Shichijuni-kou (72 Seasons) Calendar Listing
晩春 Banshun: "Late Spring"
Season No. 6: 穀雨, Koku:
Climate No. 17. 霜止出苗
Shimo Yande Nae Izuru:
"The End Of The Frost"
(April 25 -April 29)
The warmth of the sun has reached even the northern climes, reassuring farmers and gardeners everywhere that it's now safe to think about putting those seed starts into the soil. "The end of the frost" refers to the current conditions in the deep folds of Japan's mountain country, which covers three-quarters of the entire archipelago. Even in the farthest reaches of Japan's remotest communities, the land heaves a sigh of relief. Warm days are here to stay.
Though Japan's "hiking season" officially opens in July, this is our favorite time of year to hit the mountain trails weeks before the snakes, hornets and relentless heat become an issue. Whenever there's a break in the rain just long enough for the trails to dry out, you can find us every weekend on some random mountaintop enjoying the country from a different perspective.
There's something lifechanging about conquering a mountain trail by your own physical power. The climb can be gruelling, with slippery mud, loose rocks and missteps that could end in tragedy. But the process of overcoming your own sense of fear and self-doubt can truly be a growing experience. Not to mention the empowering, healing effect it has on a sedentary body!
Here are a couple of my favorite hikes savored during the "end of the frost:"
|Shou-un Waterfall near Buttsuji Temple (Mihara, Hiroshima)|
|Dizzying view of the Seto Ohashi Bridge at dusk from Mt. Washu (Kurashiki, Okayama).|
The world is only
Nine days old!

## [Task prompt]
Repeat word for word the stretch of the calendar entry from "The warmth of" through "here to stay.".

## [Data under study]
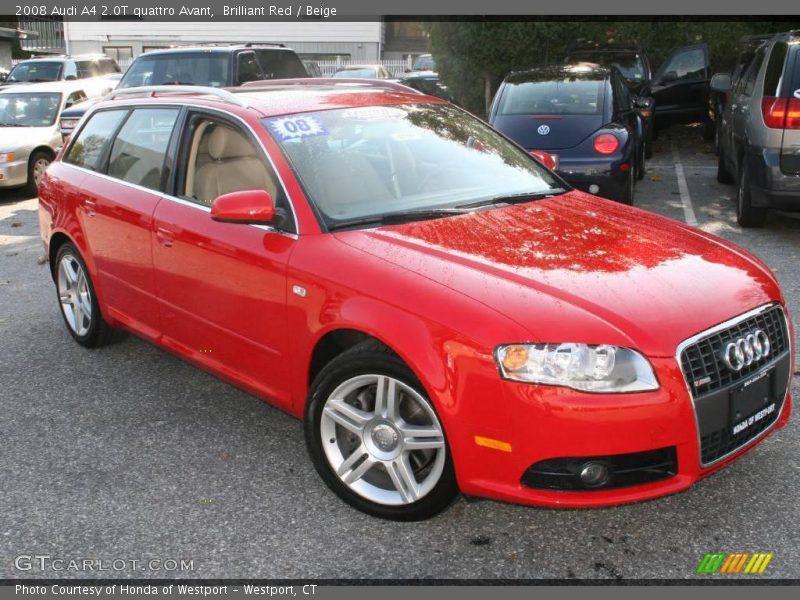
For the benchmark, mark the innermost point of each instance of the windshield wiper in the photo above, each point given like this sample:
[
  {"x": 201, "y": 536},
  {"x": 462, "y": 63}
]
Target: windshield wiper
[
  {"x": 515, "y": 198},
  {"x": 398, "y": 217}
]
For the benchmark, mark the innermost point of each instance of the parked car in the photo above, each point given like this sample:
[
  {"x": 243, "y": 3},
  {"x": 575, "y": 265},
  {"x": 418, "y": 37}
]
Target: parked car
[
  {"x": 424, "y": 62},
  {"x": 213, "y": 65},
  {"x": 442, "y": 312},
  {"x": 312, "y": 68},
  {"x": 29, "y": 129},
  {"x": 61, "y": 68},
  {"x": 584, "y": 117},
  {"x": 717, "y": 101},
  {"x": 760, "y": 131},
  {"x": 634, "y": 65},
  {"x": 363, "y": 72}
]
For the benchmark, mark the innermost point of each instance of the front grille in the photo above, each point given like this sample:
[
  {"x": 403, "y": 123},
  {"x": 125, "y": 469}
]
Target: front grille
[
  {"x": 702, "y": 363},
  {"x": 624, "y": 470},
  {"x": 715, "y": 387}
]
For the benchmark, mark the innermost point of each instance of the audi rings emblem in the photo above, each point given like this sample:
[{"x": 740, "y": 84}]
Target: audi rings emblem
[{"x": 746, "y": 350}]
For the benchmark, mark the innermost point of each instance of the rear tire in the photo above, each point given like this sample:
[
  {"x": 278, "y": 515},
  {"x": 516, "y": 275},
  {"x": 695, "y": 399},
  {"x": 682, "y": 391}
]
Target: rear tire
[
  {"x": 723, "y": 176},
  {"x": 747, "y": 215},
  {"x": 78, "y": 299}
]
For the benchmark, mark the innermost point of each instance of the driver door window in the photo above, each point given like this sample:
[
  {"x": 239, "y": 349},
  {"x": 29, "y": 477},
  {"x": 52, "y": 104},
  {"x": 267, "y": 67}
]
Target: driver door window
[{"x": 224, "y": 159}]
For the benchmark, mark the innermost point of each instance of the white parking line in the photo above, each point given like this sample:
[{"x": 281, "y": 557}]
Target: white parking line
[{"x": 683, "y": 188}]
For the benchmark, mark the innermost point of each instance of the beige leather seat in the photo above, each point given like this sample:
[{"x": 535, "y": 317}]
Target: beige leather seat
[{"x": 234, "y": 166}]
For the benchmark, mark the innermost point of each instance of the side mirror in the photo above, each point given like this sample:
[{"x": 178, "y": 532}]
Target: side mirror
[
  {"x": 249, "y": 206},
  {"x": 721, "y": 82},
  {"x": 669, "y": 77}
]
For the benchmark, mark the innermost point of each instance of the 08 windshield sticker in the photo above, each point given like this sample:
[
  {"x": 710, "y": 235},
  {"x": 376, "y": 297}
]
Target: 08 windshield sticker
[
  {"x": 373, "y": 113},
  {"x": 289, "y": 128}
]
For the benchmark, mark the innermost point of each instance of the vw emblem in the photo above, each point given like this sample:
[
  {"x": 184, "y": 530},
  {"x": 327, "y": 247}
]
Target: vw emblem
[{"x": 746, "y": 350}]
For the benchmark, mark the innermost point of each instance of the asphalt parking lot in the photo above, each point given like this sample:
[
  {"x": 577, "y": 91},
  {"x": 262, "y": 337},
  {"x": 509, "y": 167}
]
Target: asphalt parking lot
[{"x": 129, "y": 453}]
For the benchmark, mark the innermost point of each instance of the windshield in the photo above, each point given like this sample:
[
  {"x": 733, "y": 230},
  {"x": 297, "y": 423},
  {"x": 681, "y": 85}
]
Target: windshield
[
  {"x": 366, "y": 72},
  {"x": 568, "y": 96},
  {"x": 196, "y": 68},
  {"x": 424, "y": 63},
  {"x": 363, "y": 162},
  {"x": 629, "y": 64},
  {"x": 28, "y": 110},
  {"x": 27, "y": 72}
]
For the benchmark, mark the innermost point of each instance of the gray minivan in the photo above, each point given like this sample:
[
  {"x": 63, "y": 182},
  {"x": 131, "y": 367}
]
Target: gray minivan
[{"x": 760, "y": 131}]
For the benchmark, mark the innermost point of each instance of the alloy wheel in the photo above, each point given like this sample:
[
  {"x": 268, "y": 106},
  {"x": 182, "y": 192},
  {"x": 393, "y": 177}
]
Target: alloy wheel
[
  {"x": 383, "y": 440},
  {"x": 74, "y": 294}
]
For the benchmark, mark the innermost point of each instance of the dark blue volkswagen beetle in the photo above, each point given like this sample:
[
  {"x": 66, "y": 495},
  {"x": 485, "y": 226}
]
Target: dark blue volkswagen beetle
[{"x": 579, "y": 119}]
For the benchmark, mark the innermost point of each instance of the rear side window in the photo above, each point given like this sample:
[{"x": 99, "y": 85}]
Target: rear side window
[
  {"x": 248, "y": 67},
  {"x": 281, "y": 64},
  {"x": 772, "y": 76},
  {"x": 89, "y": 148},
  {"x": 137, "y": 155}
]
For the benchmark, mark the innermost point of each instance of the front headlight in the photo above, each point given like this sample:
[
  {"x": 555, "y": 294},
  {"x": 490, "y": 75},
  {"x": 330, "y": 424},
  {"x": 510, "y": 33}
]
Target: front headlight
[{"x": 588, "y": 368}]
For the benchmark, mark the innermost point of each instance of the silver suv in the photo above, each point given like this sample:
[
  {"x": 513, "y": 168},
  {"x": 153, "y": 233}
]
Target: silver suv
[{"x": 760, "y": 131}]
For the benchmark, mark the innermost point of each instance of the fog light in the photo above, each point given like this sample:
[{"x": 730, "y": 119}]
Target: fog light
[{"x": 593, "y": 474}]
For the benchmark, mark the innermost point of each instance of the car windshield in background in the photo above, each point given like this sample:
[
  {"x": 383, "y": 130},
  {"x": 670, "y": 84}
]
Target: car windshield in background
[
  {"x": 280, "y": 64},
  {"x": 424, "y": 63},
  {"x": 359, "y": 73},
  {"x": 629, "y": 64},
  {"x": 201, "y": 68},
  {"x": 31, "y": 72},
  {"x": 28, "y": 110},
  {"x": 385, "y": 160},
  {"x": 567, "y": 97}
]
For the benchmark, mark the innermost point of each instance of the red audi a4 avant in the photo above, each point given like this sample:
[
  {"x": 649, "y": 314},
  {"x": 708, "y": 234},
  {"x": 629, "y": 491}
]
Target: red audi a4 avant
[{"x": 443, "y": 312}]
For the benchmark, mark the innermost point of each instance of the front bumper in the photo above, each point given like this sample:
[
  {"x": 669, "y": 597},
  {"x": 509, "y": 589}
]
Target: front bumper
[
  {"x": 14, "y": 174},
  {"x": 552, "y": 422},
  {"x": 604, "y": 173}
]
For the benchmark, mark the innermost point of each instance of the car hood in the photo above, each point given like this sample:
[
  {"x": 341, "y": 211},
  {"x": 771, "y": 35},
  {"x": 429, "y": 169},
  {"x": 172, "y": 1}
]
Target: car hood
[
  {"x": 23, "y": 137},
  {"x": 580, "y": 268}
]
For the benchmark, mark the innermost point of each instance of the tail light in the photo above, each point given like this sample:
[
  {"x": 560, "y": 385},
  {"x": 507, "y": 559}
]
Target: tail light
[
  {"x": 547, "y": 159},
  {"x": 606, "y": 143},
  {"x": 781, "y": 113}
]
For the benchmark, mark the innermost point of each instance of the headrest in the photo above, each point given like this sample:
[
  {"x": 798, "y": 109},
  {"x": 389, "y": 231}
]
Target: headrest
[{"x": 225, "y": 143}]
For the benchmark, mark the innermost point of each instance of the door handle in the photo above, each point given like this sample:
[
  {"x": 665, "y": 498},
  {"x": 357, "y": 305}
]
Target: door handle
[
  {"x": 90, "y": 206},
  {"x": 165, "y": 237}
]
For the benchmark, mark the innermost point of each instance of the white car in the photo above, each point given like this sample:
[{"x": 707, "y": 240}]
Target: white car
[{"x": 29, "y": 127}]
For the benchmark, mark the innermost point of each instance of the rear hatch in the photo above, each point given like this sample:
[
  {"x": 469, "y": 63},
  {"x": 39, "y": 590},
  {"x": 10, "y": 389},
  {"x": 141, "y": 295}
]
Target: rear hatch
[
  {"x": 790, "y": 148},
  {"x": 551, "y": 115}
]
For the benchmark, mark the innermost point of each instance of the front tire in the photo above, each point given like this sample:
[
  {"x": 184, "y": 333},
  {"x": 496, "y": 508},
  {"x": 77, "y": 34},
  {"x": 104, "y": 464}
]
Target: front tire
[
  {"x": 375, "y": 438},
  {"x": 78, "y": 300},
  {"x": 37, "y": 165},
  {"x": 747, "y": 215}
]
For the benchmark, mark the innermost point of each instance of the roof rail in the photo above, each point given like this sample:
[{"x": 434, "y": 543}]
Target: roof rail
[
  {"x": 196, "y": 90},
  {"x": 331, "y": 81}
]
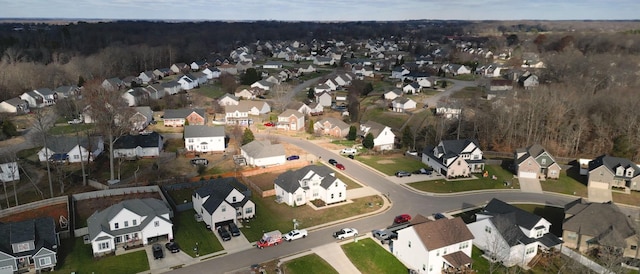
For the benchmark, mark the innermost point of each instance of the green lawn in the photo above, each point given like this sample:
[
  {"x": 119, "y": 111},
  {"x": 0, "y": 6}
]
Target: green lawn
[
  {"x": 389, "y": 164},
  {"x": 370, "y": 257},
  {"x": 77, "y": 257},
  {"x": 188, "y": 232},
  {"x": 310, "y": 264},
  {"x": 443, "y": 186}
]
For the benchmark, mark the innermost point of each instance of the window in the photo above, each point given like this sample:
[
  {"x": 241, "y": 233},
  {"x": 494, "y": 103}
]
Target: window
[{"x": 45, "y": 261}]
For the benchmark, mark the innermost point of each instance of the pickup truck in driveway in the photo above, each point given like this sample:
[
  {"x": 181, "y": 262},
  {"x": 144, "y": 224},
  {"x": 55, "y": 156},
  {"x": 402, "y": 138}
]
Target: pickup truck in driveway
[{"x": 345, "y": 233}]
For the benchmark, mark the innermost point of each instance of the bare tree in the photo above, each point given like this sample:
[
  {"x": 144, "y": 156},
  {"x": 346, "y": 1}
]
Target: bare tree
[{"x": 110, "y": 113}]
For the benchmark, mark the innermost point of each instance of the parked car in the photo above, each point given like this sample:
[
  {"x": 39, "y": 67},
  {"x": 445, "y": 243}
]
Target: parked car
[
  {"x": 173, "y": 247},
  {"x": 403, "y": 173},
  {"x": 233, "y": 228},
  {"x": 345, "y": 233},
  {"x": 224, "y": 234},
  {"x": 157, "y": 251},
  {"x": 295, "y": 234},
  {"x": 403, "y": 218}
]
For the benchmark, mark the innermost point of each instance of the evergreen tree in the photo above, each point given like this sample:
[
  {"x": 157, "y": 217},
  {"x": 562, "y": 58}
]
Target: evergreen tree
[
  {"x": 368, "y": 141},
  {"x": 353, "y": 131},
  {"x": 247, "y": 137}
]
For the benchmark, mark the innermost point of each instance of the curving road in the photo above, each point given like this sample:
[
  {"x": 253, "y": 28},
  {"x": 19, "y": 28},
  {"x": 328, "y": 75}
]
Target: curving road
[{"x": 403, "y": 200}]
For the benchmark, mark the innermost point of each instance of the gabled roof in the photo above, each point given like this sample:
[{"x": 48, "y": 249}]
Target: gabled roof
[
  {"x": 217, "y": 190},
  {"x": 603, "y": 221},
  {"x": 182, "y": 113},
  {"x": 198, "y": 131},
  {"x": 42, "y": 231},
  {"x": 290, "y": 180},
  {"x": 141, "y": 140},
  {"x": 263, "y": 149},
  {"x": 149, "y": 207},
  {"x": 441, "y": 233}
]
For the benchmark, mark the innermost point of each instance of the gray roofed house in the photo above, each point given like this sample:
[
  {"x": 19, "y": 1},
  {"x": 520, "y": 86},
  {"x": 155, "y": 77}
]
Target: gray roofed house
[
  {"x": 222, "y": 201},
  {"x": 130, "y": 222},
  {"x": 31, "y": 243},
  {"x": 590, "y": 225},
  {"x": 297, "y": 187},
  {"x": 263, "y": 153},
  {"x": 502, "y": 230},
  {"x": 71, "y": 149}
]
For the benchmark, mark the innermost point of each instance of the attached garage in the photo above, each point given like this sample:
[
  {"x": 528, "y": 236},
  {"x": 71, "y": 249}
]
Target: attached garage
[{"x": 529, "y": 175}]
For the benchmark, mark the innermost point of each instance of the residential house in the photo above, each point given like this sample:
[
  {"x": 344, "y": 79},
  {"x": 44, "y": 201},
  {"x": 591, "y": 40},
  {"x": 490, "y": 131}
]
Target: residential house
[
  {"x": 297, "y": 187},
  {"x": 228, "y": 100},
  {"x": 291, "y": 119},
  {"x": 412, "y": 88},
  {"x": 14, "y": 105},
  {"x": 590, "y": 226},
  {"x": 223, "y": 201},
  {"x": 204, "y": 138},
  {"x": 9, "y": 172},
  {"x": 511, "y": 235},
  {"x": 392, "y": 94},
  {"x": 383, "y": 137},
  {"x": 607, "y": 172},
  {"x": 332, "y": 127},
  {"x": 184, "y": 116},
  {"x": 263, "y": 153},
  {"x": 440, "y": 246},
  {"x": 535, "y": 162},
  {"x": 147, "y": 145},
  {"x": 129, "y": 223},
  {"x": 71, "y": 149},
  {"x": 454, "y": 158},
  {"x": 29, "y": 246},
  {"x": 403, "y": 104}
]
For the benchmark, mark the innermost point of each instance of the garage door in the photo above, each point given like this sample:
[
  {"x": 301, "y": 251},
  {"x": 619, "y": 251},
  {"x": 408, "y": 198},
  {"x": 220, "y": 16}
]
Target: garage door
[{"x": 530, "y": 175}]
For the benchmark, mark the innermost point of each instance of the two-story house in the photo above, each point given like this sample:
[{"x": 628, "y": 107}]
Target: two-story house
[
  {"x": 535, "y": 162},
  {"x": 434, "y": 246},
  {"x": 511, "y": 235},
  {"x": 222, "y": 201},
  {"x": 129, "y": 223},
  {"x": 204, "y": 138},
  {"x": 297, "y": 187},
  {"x": 454, "y": 158},
  {"x": 383, "y": 137},
  {"x": 184, "y": 116}
]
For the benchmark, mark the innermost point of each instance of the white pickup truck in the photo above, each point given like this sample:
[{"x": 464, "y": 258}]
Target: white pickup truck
[{"x": 295, "y": 234}]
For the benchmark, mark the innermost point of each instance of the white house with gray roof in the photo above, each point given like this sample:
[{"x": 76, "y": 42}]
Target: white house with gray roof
[
  {"x": 204, "y": 138},
  {"x": 297, "y": 187},
  {"x": 71, "y": 149},
  {"x": 130, "y": 222},
  {"x": 263, "y": 153},
  {"x": 222, "y": 201}
]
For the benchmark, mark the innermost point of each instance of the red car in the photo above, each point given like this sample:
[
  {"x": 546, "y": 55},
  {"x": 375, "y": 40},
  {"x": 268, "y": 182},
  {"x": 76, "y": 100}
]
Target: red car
[{"x": 402, "y": 218}]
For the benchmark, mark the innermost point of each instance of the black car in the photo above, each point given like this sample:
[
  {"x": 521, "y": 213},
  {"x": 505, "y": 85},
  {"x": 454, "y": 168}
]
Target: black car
[
  {"x": 233, "y": 228},
  {"x": 403, "y": 174},
  {"x": 173, "y": 247},
  {"x": 224, "y": 234},
  {"x": 157, "y": 251}
]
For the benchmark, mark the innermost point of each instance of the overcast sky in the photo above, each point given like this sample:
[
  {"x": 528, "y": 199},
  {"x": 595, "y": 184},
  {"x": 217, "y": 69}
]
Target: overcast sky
[{"x": 322, "y": 10}]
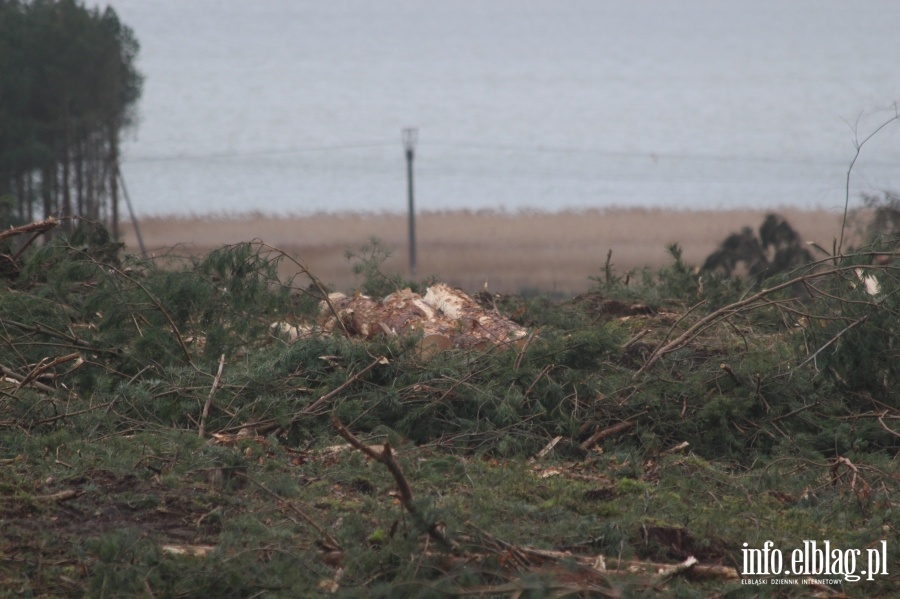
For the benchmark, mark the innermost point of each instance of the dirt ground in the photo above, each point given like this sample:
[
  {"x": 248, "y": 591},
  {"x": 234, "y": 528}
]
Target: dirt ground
[{"x": 507, "y": 252}]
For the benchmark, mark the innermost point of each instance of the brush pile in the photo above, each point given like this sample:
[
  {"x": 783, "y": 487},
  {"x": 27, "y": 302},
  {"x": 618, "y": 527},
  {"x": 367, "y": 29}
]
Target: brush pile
[{"x": 158, "y": 436}]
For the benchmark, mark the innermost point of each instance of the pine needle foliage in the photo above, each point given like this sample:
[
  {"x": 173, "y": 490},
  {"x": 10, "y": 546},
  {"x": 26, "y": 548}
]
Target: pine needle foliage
[{"x": 152, "y": 386}]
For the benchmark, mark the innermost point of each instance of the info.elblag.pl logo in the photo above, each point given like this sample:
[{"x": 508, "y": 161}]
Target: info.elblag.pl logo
[{"x": 814, "y": 559}]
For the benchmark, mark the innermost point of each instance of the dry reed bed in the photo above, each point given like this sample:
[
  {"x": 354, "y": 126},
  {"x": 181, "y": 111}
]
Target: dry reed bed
[{"x": 511, "y": 252}]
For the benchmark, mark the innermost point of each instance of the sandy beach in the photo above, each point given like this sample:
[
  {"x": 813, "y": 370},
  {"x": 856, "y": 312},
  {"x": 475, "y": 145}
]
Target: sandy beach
[{"x": 508, "y": 252}]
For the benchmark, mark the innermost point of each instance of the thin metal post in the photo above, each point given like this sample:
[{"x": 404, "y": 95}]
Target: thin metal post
[
  {"x": 409, "y": 141},
  {"x": 134, "y": 220}
]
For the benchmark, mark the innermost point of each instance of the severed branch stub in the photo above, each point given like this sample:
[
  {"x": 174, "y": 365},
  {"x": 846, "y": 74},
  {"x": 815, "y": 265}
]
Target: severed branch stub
[{"x": 386, "y": 457}]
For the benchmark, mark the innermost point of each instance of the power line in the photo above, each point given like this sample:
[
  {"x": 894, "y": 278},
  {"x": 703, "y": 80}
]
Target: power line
[
  {"x": 251, "y": 153},
  {"x": 544, "y": 149}
]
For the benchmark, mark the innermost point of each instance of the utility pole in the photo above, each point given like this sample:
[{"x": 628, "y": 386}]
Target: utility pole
[{"x": 410, "y": 136}]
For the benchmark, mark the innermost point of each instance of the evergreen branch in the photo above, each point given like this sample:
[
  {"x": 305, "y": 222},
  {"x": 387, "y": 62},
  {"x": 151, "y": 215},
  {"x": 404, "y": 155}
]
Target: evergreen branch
[
  {"x": 315, "y": 281},
  {"x": 159, "y": 306},
  {"x": 308, "y": 519},
  {"x": 734, "y": 308},
  {"x": 856, "y": 322}
]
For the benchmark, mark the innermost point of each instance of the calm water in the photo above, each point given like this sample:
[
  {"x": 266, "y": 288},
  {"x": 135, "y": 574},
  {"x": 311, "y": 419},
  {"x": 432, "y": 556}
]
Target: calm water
[{"x": 296, "y": 106}]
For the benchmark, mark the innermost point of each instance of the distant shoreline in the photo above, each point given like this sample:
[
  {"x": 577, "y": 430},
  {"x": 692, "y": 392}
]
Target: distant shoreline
[{"x": 507, "y": 251}]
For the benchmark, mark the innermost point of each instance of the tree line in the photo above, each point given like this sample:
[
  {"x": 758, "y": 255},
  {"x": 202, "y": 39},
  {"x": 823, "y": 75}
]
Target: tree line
[{"x": 68, "y": 88}]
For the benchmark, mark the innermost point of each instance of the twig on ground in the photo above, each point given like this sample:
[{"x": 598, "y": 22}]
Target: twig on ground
[
  {"x": 212, "y": 391},
  {"x": 886, "y": 427},
  {"x": 306, "y": 517},
  {"x": 386, "y": 457},
  {"x": 58, "y": 497},
  {"x": 39, "y": 227},
  {"x": 45, "y": 366},
  {"x": 856, "y": 322},
  {"x": 602, "y": 434}
]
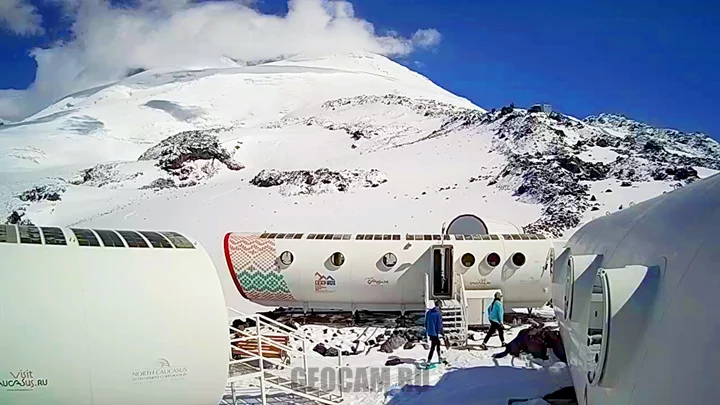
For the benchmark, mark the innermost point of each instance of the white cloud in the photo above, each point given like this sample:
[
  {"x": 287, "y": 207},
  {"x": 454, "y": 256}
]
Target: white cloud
[
  {"x": 427, "y": 38},
  {"x": 109, "y": 41},
  {"x": 20, "y": 17}
]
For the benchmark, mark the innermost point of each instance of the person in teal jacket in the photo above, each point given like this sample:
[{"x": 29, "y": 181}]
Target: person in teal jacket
[
  {"x": 433, "y": 328},
  {"x": 495, "y": 315}
]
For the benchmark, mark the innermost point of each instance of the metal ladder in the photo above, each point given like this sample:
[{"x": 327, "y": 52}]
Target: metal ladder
[
  {"x": 454, "y": 312},
  {"x": 242, "y": 369}
]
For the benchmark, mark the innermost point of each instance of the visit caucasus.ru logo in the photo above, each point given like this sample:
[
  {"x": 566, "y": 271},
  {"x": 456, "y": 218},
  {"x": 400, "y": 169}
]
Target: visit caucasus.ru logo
[
  {"x": 22, "y": 380},
  {"x": 324, "y": 283}
]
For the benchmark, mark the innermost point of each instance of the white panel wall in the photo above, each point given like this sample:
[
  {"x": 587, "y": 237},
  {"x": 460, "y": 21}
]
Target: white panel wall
[
  {"x": 677, "y": 236},
  {"x": 106, "y": 325}
]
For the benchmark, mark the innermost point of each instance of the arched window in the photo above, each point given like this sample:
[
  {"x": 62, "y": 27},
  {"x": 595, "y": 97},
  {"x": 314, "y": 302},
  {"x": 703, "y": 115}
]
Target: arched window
[
  {"x": 286, "y": 258},
  {"x": 518, "y": 259},
  {"x": 389, "y": 259},
  {"x": 337, "y": 259},
  {"x": 493, "y": 259}
]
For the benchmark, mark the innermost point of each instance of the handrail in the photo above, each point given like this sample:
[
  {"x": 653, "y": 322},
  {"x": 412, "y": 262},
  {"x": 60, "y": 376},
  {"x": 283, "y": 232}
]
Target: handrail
[
  {"x": 260, "y": 322},
  {"x": 273, "y": 343},
  {"x": 293, "y": 331}
]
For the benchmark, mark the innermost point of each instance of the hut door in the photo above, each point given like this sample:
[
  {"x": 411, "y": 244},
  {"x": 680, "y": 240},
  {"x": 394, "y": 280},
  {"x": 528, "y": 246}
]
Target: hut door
[{"x": 442, "y": 260}]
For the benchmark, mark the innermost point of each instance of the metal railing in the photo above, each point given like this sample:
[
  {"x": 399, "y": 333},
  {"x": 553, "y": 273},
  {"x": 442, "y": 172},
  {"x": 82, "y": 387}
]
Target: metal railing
[
  {"x": 459, "y": 292},
  {"x": 262, "y": 324}
]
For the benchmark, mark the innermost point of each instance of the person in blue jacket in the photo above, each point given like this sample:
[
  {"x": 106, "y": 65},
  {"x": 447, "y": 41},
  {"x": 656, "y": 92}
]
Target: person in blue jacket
[
  {"x": 495, "y": 315},
  {"x": 433, "y": 328}
]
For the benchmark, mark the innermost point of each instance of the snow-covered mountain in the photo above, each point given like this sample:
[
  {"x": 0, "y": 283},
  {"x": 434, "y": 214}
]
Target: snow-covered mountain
[{"x": 342, "y": 143}]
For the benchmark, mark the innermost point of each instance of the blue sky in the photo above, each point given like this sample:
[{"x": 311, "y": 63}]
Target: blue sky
[{"x": 654, "y": 61}]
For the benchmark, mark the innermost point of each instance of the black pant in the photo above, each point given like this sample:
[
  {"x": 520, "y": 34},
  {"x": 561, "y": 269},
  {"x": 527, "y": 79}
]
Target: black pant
[
  {"x": 434, "y": 342},
  {"x": 494, "y": 326}
]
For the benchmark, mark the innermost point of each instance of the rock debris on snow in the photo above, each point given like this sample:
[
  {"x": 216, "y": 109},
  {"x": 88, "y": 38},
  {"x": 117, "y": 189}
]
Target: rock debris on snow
[
  {"x": 180, "y": 154},
  {"x": 102, "y": 175},
  {"x": 318, "y": 181}
]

## [Exercise result]
The warmth of the sun has reached even the northern climes, reassuring farmers and gardeners everywhere that it's now safe to think about putting those seed starts into the soil. "The end of the frost" refers to the current conditions in the deep folds of Japan's mountain country, which covers three-quarters of the entire archipelago. Even in the farthest reaches of Japan's remotest communities, the land heaves a sigh of relief. Warm days are here to stay.